======== Dataset entries
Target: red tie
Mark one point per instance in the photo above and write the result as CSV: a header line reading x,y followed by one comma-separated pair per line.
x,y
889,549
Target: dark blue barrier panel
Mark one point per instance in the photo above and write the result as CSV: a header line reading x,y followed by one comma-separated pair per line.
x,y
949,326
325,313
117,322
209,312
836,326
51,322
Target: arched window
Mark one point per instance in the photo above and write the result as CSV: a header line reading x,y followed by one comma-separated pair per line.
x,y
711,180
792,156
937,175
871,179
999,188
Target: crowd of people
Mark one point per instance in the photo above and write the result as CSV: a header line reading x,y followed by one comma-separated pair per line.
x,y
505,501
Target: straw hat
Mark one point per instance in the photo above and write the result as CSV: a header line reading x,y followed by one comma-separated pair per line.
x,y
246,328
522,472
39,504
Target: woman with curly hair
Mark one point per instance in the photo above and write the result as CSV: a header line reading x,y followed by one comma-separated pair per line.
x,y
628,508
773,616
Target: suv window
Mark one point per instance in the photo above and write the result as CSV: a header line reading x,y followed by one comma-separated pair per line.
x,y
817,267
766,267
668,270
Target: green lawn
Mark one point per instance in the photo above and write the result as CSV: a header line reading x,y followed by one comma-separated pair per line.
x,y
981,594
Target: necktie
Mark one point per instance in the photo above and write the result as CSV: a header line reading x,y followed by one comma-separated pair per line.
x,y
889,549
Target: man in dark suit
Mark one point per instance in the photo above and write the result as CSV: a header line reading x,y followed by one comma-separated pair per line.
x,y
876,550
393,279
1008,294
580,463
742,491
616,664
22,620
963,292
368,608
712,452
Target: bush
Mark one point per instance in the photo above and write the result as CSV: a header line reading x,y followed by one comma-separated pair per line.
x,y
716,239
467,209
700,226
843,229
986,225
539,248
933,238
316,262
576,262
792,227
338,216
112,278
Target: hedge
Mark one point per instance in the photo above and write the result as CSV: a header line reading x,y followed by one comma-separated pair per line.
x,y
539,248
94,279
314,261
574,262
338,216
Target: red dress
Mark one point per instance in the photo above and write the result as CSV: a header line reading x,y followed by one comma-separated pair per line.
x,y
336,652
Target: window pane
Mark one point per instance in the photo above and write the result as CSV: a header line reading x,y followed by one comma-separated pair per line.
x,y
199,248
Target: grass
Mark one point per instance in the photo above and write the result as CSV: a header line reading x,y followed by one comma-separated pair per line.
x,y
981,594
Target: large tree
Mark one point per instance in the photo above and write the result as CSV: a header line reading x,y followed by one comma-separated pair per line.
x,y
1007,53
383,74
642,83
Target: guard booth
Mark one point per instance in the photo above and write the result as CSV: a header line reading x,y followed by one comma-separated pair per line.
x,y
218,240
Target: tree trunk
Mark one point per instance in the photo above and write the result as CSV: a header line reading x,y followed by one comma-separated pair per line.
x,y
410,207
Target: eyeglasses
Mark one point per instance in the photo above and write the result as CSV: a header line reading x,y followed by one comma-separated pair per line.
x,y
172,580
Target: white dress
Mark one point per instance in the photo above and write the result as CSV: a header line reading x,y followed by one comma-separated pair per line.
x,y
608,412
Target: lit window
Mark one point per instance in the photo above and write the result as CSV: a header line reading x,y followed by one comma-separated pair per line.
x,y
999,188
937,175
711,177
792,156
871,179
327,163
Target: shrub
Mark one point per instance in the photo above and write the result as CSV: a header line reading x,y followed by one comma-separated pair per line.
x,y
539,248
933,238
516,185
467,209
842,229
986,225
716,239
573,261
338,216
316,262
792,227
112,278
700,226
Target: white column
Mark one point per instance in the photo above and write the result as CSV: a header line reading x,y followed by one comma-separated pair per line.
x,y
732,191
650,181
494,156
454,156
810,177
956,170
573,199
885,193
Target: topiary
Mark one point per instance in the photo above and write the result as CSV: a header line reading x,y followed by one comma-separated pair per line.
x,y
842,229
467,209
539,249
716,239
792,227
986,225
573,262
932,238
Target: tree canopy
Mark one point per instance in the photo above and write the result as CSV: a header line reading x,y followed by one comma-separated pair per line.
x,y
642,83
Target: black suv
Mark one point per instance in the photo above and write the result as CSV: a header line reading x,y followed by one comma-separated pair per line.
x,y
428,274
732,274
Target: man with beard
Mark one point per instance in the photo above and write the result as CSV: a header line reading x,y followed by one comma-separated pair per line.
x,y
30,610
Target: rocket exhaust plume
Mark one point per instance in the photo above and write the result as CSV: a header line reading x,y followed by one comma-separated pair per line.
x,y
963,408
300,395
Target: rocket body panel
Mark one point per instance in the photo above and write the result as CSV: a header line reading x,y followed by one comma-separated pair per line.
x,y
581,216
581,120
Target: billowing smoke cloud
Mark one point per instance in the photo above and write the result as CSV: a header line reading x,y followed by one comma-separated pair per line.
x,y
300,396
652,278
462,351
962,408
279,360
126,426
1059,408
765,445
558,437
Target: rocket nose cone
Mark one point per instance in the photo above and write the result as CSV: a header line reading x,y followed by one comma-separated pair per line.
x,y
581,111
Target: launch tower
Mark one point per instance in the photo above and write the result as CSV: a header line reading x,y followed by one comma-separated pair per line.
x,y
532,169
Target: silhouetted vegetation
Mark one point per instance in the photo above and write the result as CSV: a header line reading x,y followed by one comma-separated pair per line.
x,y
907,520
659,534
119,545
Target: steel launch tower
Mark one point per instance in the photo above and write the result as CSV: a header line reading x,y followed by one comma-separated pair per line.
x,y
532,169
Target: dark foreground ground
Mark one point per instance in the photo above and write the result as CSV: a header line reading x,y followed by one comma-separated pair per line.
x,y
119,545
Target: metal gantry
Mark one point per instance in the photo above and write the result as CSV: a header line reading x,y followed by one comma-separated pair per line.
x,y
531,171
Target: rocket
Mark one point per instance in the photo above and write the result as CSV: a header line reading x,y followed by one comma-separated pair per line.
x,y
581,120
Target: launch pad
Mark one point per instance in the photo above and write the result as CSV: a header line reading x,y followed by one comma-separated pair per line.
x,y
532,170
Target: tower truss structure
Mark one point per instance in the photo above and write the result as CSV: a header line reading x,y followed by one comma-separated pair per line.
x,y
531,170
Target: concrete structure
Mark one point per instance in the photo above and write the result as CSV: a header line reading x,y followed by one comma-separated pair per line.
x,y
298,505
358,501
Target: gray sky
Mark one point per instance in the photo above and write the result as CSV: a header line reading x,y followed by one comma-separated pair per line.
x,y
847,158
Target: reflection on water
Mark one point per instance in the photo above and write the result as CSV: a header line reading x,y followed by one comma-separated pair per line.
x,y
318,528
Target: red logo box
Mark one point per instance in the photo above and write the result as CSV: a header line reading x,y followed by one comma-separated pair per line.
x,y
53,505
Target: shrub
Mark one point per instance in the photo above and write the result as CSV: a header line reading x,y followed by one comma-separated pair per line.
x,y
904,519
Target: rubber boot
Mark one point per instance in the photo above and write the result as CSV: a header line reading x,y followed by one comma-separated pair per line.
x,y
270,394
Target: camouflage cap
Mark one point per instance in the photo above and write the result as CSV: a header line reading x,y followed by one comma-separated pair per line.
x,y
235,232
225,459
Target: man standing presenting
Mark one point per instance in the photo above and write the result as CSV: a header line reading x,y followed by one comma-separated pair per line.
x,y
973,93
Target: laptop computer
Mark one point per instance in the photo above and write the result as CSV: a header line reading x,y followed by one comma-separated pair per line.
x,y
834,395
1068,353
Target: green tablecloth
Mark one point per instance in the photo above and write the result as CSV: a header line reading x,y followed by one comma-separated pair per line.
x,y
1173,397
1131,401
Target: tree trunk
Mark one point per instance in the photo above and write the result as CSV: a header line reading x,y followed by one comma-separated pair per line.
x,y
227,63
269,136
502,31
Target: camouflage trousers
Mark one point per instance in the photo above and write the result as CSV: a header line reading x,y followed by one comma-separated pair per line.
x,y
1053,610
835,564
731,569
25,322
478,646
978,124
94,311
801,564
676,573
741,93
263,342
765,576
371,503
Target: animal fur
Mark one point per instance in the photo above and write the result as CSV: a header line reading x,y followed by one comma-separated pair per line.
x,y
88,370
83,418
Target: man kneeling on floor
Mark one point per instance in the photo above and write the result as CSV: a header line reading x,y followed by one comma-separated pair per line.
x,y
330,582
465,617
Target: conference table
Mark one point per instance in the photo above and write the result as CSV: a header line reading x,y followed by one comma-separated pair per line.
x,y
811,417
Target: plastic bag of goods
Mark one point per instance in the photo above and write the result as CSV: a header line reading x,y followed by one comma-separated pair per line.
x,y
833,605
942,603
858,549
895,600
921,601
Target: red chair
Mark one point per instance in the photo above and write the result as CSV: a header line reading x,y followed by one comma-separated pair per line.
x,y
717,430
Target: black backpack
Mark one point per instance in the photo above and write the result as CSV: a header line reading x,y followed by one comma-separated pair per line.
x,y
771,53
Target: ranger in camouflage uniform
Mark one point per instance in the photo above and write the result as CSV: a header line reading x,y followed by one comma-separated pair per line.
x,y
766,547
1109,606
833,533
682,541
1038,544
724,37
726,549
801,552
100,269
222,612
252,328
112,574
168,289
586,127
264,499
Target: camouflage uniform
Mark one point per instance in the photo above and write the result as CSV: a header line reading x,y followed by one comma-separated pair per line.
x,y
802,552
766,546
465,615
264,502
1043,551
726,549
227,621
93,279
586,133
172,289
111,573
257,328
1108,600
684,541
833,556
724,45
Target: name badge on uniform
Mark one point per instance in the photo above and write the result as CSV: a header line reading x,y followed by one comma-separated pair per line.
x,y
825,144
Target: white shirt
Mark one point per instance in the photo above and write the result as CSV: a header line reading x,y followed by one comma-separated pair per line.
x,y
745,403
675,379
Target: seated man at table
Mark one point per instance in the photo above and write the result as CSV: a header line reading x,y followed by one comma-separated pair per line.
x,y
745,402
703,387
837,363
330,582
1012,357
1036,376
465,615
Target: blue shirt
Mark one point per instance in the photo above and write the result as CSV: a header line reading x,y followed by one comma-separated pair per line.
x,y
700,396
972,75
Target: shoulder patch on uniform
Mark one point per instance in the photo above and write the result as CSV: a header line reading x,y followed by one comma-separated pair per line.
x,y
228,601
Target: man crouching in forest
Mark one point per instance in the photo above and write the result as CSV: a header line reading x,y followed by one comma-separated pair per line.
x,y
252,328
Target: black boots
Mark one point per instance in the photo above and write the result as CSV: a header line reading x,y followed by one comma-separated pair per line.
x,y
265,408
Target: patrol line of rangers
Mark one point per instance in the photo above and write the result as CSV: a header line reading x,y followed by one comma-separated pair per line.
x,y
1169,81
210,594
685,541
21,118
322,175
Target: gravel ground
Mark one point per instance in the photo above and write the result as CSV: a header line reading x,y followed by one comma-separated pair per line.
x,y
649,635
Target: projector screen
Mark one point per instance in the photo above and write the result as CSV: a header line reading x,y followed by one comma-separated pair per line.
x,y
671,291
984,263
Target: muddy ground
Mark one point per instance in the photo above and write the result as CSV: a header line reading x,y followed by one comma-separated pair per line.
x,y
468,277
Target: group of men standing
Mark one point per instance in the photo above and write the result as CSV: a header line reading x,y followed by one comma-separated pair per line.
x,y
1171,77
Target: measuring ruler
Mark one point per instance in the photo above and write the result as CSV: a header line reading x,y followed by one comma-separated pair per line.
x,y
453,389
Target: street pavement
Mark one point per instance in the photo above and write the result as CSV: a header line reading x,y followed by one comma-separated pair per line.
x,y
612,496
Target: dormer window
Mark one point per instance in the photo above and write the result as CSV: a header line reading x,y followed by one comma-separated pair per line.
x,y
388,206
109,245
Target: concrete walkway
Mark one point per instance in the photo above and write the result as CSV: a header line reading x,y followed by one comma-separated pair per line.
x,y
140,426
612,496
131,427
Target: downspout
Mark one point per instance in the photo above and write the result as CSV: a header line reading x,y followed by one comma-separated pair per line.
================
- [Exercise details]
Referring to the material above, set down exactly the lines between the line with "Target: arched window" and the line with "Target: green lawn", inclusive, and no other lines.

- [Result]
Target: arched window
Mark one point per instance in the photo above and write the result as CSV: a header line reading x,y followed by one comma-separated pair per line.
x,y
711,180
792,156
937,175
871,179
999,188
Target: crowd of people
Mark one point per instance in the photo above and write the result as CSV: a header line reading x,y followed by one comma-separated pair per line.
x,y
505,501
Target: straw hat
Mark one point per instance in the photo above and write the result as CSV: a header line reading x,y followed by one comma-separated pair per line.
x,y
246,328
522,472
39,504
Target: woman with curly hair
Mark one point per instance in the photo above and write the result as CSV: a header line reading x,y followed by one comma-separated pair per line.
x,y
628,508
773,616
Target: suv window
Mark one point per instance in the photo above and write the result as CSV: a header line reading x,y followed by one comma-separated pair per line.
x,y
817,267
766,267
668,270
Target: green lawn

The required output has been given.